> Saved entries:

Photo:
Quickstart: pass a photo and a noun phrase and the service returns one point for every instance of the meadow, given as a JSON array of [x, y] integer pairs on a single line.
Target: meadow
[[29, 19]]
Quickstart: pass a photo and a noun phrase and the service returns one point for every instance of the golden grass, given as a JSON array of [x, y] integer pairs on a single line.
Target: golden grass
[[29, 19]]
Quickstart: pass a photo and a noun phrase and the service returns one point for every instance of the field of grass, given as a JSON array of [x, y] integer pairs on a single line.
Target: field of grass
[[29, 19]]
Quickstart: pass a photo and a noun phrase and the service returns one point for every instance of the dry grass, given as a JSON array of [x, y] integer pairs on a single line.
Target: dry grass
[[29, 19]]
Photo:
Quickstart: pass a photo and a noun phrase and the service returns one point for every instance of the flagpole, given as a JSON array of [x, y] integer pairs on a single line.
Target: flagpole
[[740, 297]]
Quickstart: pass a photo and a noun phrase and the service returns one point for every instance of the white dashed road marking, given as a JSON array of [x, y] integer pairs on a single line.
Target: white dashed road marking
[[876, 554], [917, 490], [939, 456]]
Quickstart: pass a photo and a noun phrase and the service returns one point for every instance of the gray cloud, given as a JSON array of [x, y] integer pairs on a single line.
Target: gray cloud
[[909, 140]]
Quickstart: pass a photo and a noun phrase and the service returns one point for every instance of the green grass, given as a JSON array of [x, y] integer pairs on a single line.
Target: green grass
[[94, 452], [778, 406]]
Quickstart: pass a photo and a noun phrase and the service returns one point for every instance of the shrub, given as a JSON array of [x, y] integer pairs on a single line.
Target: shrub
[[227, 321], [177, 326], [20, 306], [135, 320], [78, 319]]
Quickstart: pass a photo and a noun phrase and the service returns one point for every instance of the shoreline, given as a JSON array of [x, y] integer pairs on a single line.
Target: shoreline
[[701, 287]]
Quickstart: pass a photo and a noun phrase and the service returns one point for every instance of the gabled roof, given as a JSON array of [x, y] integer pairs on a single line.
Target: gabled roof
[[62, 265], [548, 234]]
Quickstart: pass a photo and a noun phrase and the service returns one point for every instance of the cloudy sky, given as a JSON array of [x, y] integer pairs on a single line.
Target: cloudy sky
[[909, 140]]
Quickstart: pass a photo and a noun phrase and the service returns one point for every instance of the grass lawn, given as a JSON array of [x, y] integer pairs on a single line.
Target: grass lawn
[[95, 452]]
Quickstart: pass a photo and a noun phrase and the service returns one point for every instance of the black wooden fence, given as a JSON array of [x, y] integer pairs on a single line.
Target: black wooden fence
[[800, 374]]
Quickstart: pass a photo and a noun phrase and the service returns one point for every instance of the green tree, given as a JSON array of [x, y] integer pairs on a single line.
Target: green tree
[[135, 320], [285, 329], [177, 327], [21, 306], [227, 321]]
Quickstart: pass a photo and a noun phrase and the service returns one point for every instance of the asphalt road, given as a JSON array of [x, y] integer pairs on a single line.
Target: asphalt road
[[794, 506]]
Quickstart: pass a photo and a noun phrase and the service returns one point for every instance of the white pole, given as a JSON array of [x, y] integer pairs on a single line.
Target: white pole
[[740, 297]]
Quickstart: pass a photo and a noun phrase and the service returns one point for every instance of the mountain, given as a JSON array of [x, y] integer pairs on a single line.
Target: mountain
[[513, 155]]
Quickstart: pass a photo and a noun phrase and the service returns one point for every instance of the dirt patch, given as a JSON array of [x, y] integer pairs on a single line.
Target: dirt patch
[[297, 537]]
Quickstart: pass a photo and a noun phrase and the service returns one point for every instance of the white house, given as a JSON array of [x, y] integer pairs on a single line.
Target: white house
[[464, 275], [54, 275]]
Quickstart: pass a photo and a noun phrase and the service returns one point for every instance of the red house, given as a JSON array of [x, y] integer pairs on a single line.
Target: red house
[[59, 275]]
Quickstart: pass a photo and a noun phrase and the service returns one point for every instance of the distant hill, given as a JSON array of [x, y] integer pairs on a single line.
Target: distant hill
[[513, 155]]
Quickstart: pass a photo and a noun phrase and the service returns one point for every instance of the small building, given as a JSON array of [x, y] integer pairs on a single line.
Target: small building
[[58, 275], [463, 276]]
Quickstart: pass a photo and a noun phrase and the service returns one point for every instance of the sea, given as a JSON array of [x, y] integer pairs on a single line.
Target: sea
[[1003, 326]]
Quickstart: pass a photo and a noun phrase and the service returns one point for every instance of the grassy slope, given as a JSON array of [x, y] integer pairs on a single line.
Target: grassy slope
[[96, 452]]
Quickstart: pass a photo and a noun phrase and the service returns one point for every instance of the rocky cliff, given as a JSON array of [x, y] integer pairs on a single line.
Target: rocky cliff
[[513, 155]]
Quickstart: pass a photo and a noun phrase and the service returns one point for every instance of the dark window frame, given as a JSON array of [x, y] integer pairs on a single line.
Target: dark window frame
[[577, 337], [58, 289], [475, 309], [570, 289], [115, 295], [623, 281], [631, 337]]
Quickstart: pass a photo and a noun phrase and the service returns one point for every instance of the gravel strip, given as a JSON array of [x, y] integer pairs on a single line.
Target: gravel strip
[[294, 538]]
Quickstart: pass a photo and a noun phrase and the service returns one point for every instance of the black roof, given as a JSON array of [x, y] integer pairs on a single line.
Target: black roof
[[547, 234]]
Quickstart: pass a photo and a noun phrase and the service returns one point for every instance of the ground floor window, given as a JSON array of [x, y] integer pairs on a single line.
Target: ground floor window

> Exercise prompt: Please determine how many lines in the entries contain the word "ground" and answer with the number alone.

> Answer: 2